YOUR GOAL | Rewrite the stretch of the listing from the line containing "find dirt road" through the end of the listing, changing "one dot per instance" to "a single dot for each instance" and keeping everything else the same.

Items from a dataset:
########################################

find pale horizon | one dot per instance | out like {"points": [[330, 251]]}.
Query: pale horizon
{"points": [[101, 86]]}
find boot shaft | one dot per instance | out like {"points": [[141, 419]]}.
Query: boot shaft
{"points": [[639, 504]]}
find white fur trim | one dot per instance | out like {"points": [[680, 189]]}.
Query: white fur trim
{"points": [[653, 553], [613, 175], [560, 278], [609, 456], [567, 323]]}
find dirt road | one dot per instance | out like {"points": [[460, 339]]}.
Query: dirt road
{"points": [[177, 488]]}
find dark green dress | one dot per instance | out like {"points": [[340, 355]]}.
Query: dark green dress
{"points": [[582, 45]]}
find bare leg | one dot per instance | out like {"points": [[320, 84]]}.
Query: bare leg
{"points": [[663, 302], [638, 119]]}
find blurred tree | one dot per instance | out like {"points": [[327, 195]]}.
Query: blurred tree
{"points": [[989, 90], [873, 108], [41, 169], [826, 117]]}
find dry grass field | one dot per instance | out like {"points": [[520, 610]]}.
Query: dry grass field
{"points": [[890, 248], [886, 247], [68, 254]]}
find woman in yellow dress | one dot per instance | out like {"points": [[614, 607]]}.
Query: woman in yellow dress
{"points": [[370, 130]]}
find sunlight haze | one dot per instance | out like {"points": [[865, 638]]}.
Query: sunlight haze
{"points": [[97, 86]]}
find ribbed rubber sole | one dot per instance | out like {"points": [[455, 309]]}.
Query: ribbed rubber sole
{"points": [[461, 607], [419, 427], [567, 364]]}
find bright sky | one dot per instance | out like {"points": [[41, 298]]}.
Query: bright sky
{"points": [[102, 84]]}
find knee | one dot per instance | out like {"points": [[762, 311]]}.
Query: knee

########################################

SOLUTION TO THIS PROBLEM |
find dirt road | a single dot for each instance | out like {"points": [[460, 339]]}.
Query: dirt road
{"points": [[177, 488]]}
find dark green dress | a single dot for each instance | out like {"points": [[340, 355]]}.
Query: dark green dress
{"points": [[582, 45]]}
find bare leg | a single dot for each instance | out like {"points": [[320, 84]]}.
Query: bare leg
{"points": [[663, 302], [638, 119]]}
find blurred tree | a single dot for each instance | out like {"points": [[327, 195]]}.
Query: blurred tree
{"points": [[989, 90], [873, 108], [41, 169], [826, 117]]}
find dry grass field | a single dot for each instance | out like {"points": [[520, 610]]}.
Query: dry grass field
{"points": [[890, 248], [886, 247], [68, 254]]}
find woman in yellow dress | a single dot for each instance | out like {"points": [[614, 607]]}.
Query: woman in yellow dress
{"points": [[370, 130]]}
find sunlight haze | a single dot for each instance | out like {"points": [[865, 638]]}.
Query: sunlight haze
{"points": [[97, 86]]}
find ribbed rubber sole | a single dot for each instance | out like {"points": [[455, 309]]}.
Query: ribbed rubber sole
{"points": [[461, 607], [419, 427], [567, 364]]}
find bright sky | a single dot for each instance | out like {"points": [[41, 298]]}.
Query: bright sky
{"points": [[102, 84]]}
find knee | a single dot for each instance | out like {"points": [[762, 311]]}.
Query: knee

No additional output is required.